Digital Inclusion and Transformation in South Asia.”

Ayubowan !
It gives me great pleasure to be with you at this webinar on “Digital Inclusion and Transformation in South Asia” Organized by ORF India in collaboration with Colombo Initiative and the Sappani Foundation.
First of all I would like to thank the organizers for taking the initiative and conducting this much needed forum amidst current challenges we face due to this global pandemic.
Digital transformation is affecting how we work, socialize, and create economic value. The COVID-19 crisis has highlighted the need for significant support and investments on digital transformation and effective digital governance across all countries in the region, particularly to ensure the continuity and delivery of core government functions.
The COVID-19 pandemic’s devasting impact is reaching every corner of the world. As we look back at this period, we will see history divided into a pre-COVID and a post-COVID world. A defining feature of the post-COVID world will be the digital transformation that has permeated every aspect of our lives.
As the Forbes magazine highlights there are six pillars of digital transformation. experiences, people, change, innovation, leadership, and culture.
I believe that inclusion must be at the heart of digital transformation to “leave no one behind”. We need to embed inclusive objectives in the four core foundations of the digital economy: Internet access, digital skills, digital financing and e-commerce.
If a nation is to move forward in the current context Community Led Digital transformation is vital. Irrespective of the government policies, the community needs to embrace the digital transformation fundamentals and take lead in this journey, governments will be then compelled to make the step toward digitalization.

**WORK REQUEST 1**:
Translate this sentence from the speech on digital inclusion into Spanish: "Digital transformation is affecting how we work, socialize, and create economic value."
**WORK REQUEST 2**:
Write out the passage of the speech on digital inclusion starting with "It gives me" and going on through "core government functions.", replacing "forum" with "event".
The lines that come after this text are not needed.

Saved entries

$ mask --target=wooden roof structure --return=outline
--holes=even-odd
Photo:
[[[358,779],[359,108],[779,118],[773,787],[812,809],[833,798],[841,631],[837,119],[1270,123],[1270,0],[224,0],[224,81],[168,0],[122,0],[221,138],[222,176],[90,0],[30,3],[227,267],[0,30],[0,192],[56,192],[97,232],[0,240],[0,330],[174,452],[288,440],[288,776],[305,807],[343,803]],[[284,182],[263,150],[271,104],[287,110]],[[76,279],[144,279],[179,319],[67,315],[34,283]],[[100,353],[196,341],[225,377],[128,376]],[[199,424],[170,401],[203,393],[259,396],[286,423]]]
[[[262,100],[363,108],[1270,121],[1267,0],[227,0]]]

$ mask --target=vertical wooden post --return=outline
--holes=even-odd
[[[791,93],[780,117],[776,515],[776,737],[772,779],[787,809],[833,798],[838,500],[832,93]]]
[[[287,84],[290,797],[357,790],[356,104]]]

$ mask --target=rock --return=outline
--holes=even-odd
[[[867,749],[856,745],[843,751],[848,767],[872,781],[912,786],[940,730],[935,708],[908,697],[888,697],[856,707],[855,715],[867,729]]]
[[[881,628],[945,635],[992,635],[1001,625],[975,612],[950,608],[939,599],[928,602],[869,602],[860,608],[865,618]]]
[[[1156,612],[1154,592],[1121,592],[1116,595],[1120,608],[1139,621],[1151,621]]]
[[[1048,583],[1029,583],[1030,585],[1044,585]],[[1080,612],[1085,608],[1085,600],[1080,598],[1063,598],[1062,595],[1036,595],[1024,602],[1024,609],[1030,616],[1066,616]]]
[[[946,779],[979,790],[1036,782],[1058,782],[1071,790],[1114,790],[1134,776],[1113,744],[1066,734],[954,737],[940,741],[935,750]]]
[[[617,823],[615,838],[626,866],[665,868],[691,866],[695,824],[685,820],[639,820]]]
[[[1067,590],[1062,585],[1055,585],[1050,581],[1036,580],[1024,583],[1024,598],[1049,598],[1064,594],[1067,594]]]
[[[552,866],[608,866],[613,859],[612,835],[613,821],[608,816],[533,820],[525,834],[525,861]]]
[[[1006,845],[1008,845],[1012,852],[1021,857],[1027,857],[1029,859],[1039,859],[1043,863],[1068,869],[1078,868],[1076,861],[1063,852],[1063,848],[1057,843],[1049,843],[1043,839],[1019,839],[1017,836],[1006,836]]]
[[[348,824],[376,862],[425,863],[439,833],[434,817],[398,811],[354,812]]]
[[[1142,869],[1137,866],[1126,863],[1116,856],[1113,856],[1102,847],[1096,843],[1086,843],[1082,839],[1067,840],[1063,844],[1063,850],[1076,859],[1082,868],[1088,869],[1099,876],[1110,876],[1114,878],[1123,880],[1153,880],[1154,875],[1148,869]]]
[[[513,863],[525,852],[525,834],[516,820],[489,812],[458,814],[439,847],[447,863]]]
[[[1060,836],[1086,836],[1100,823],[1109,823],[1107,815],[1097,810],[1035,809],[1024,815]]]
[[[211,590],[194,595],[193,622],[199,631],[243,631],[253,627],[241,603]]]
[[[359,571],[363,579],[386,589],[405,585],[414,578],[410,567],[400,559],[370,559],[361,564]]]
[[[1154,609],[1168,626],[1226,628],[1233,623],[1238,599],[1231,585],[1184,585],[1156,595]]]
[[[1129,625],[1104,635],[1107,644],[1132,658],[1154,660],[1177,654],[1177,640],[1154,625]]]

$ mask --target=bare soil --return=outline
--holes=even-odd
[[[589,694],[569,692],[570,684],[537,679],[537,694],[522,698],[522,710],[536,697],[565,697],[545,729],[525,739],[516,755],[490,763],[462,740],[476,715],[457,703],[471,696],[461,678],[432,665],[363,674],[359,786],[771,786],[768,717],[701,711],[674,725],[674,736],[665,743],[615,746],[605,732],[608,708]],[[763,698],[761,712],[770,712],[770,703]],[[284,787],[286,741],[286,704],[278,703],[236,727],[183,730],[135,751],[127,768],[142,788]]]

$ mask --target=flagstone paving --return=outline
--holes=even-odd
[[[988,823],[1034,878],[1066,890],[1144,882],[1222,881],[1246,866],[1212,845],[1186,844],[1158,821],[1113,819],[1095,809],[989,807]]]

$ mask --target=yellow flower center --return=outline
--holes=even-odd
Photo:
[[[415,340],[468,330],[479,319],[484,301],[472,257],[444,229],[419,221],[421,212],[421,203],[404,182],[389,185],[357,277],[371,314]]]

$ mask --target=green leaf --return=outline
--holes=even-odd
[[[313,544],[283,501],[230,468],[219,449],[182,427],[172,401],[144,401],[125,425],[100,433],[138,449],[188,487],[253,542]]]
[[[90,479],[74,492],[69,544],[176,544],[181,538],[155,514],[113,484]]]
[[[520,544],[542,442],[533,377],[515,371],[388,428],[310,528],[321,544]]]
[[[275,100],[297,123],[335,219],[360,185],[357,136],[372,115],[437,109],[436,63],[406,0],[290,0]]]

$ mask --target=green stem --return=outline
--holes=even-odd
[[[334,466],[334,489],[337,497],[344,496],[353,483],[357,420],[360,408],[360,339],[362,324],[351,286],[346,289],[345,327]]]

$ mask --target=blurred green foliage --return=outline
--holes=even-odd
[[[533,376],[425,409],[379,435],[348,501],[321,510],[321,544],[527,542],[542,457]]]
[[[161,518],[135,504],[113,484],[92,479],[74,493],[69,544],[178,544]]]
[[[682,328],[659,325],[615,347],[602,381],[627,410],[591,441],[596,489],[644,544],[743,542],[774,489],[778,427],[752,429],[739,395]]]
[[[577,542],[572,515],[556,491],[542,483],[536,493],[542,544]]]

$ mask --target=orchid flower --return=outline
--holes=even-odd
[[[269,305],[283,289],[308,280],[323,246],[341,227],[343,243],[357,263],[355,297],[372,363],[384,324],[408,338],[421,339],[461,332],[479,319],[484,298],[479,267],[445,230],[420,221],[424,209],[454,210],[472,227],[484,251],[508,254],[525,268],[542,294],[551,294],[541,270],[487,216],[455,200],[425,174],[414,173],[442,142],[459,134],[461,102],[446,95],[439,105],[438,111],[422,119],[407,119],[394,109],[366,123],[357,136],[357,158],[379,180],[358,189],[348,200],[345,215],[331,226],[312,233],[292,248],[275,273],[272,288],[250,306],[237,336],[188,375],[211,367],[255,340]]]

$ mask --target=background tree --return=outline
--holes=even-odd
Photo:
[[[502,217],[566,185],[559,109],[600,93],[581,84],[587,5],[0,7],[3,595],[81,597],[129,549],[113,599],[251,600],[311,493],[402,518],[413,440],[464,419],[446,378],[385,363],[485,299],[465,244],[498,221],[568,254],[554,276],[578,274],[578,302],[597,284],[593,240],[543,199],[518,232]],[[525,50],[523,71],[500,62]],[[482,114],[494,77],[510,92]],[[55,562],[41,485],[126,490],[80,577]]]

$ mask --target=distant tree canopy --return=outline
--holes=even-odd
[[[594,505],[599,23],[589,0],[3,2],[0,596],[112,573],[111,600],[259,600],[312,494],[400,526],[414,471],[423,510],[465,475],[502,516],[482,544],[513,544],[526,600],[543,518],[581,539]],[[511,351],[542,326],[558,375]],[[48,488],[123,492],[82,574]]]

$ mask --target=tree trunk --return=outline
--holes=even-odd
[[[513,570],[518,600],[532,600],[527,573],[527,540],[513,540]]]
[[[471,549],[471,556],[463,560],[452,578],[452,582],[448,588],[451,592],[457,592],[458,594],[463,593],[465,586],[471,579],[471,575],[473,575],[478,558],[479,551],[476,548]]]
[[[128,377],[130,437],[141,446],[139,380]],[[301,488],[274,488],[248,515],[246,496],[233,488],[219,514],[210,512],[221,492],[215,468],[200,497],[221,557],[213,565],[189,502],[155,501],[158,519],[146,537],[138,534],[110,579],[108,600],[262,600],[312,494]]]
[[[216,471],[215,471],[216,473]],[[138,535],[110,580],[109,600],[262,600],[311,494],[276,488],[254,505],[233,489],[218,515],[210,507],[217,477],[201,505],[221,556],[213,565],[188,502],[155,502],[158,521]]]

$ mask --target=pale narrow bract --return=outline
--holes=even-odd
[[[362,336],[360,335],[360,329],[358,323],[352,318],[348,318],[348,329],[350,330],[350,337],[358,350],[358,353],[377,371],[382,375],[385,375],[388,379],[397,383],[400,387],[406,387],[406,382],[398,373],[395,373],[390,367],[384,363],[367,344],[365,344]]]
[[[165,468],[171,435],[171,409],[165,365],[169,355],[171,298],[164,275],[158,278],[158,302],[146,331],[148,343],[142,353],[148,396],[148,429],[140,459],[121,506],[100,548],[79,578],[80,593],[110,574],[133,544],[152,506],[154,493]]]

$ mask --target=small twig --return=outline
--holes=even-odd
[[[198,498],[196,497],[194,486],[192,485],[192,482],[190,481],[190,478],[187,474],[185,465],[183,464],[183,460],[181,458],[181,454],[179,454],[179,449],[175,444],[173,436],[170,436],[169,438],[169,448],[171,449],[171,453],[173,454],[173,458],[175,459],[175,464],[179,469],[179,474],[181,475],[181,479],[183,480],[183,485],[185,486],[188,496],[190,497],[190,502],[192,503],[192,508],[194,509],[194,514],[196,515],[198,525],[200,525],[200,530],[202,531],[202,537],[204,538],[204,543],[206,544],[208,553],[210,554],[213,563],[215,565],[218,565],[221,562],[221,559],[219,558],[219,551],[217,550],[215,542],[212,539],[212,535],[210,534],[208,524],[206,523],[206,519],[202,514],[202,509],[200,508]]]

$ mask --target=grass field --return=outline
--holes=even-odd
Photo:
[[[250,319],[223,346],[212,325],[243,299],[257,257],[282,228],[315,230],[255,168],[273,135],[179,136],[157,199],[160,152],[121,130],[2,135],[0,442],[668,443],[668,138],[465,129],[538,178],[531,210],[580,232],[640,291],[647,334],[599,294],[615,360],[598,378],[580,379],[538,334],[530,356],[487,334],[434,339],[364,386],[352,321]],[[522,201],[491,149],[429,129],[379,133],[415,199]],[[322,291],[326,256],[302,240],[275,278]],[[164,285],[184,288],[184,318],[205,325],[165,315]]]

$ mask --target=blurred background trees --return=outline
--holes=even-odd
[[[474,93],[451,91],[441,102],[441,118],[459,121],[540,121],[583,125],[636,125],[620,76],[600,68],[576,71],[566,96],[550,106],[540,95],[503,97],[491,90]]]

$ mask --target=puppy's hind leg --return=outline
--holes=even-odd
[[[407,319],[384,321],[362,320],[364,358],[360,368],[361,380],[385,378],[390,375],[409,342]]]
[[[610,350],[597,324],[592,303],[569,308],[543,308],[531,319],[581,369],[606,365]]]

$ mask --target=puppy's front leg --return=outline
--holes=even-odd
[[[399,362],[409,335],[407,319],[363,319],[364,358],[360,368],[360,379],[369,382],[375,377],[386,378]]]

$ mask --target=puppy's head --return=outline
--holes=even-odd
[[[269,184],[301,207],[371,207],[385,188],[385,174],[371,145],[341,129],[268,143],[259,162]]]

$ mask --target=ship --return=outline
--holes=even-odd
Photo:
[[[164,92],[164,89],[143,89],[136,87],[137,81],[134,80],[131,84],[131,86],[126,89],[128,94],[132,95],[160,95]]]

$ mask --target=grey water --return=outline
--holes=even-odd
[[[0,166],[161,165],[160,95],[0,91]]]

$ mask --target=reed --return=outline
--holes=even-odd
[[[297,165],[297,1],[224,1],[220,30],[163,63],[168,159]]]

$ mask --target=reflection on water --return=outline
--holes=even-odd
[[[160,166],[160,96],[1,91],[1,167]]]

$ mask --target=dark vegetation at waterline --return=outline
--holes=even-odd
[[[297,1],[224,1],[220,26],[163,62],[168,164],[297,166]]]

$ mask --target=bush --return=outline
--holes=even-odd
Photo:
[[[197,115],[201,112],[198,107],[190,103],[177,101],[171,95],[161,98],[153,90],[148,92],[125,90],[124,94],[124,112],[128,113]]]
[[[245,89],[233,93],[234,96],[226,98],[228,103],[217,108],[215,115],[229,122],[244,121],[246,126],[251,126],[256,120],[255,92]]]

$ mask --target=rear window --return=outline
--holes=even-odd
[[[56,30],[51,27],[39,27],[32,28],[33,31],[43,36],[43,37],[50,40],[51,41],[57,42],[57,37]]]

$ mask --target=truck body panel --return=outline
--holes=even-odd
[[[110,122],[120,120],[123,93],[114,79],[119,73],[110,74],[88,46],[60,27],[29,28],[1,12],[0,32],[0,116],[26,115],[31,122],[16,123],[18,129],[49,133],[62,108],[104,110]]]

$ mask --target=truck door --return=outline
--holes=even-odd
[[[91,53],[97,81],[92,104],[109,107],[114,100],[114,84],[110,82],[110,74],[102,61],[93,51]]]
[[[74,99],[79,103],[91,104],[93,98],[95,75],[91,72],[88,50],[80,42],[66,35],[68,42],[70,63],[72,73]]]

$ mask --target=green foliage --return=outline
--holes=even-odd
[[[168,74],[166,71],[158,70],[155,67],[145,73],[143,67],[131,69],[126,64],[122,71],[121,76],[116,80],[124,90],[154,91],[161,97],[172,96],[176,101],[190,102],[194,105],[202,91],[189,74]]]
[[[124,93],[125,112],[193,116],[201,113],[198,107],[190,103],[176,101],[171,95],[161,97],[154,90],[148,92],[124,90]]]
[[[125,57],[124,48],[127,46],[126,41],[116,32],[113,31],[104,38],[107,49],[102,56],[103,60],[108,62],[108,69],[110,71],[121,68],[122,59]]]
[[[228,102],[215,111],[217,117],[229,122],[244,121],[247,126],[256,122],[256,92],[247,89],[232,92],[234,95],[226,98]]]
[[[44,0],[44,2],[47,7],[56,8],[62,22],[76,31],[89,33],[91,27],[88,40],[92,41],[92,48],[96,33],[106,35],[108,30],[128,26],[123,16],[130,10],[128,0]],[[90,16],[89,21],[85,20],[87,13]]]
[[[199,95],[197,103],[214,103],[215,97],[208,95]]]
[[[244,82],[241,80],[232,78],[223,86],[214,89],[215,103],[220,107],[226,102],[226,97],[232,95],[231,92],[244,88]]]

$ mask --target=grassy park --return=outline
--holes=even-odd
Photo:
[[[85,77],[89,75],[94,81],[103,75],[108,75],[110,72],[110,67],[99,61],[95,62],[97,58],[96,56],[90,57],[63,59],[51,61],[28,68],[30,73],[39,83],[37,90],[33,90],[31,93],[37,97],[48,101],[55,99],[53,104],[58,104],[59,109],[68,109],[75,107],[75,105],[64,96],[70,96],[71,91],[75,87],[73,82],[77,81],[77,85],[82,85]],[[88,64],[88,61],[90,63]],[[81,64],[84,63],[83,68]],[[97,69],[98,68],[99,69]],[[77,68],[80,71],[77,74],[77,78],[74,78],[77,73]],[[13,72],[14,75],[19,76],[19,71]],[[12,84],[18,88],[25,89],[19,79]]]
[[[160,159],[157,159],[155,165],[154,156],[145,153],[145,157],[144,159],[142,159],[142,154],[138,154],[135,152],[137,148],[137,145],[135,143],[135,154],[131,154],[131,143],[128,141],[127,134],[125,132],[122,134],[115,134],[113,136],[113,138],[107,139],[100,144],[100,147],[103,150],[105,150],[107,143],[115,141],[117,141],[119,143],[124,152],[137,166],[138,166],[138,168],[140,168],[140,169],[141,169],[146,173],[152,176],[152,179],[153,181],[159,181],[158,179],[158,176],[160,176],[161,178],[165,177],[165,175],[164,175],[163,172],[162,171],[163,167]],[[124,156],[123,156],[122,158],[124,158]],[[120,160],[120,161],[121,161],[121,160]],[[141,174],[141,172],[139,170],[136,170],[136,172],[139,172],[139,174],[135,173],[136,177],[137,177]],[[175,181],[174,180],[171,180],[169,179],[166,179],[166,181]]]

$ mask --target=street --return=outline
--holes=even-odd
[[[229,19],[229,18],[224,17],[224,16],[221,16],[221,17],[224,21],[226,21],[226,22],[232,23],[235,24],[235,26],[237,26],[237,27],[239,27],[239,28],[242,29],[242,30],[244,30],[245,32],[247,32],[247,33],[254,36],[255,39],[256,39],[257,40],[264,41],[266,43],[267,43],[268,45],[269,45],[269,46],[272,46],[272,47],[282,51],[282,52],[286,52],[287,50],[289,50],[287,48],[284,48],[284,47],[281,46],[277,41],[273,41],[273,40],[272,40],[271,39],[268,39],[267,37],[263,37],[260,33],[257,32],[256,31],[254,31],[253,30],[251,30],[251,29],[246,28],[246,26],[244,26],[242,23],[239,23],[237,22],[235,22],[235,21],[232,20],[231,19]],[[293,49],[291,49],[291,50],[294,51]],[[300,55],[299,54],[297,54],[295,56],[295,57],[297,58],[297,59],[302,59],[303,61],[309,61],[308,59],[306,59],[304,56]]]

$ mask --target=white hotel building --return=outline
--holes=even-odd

**WRITTEN REPLY 1**:
La transformación digital está afectando la forma en que trabajamos, socializamos y creamos valor económico.

**WRITTEN REPLY 2**:
It gives me great pleasure to be with you at this webinar on “Digital Inclusion and Transformation in South Asia” Organized by ORF India in collaboration with Colombo Initiative and the Sappani Foundation.
First of all I would like to thank the organizers for taking the initiative and conducting this much needed event amidst current challenges we face due to this global pandemic.
Digital transformation is affecting how we work, socialize, and create economic value. The COVID-19 crisis has highlighted the need for significant support and investments on digital transformation and effective digital governance across all countries in the region, particularly to ensure the continuity and delivery of core government functions.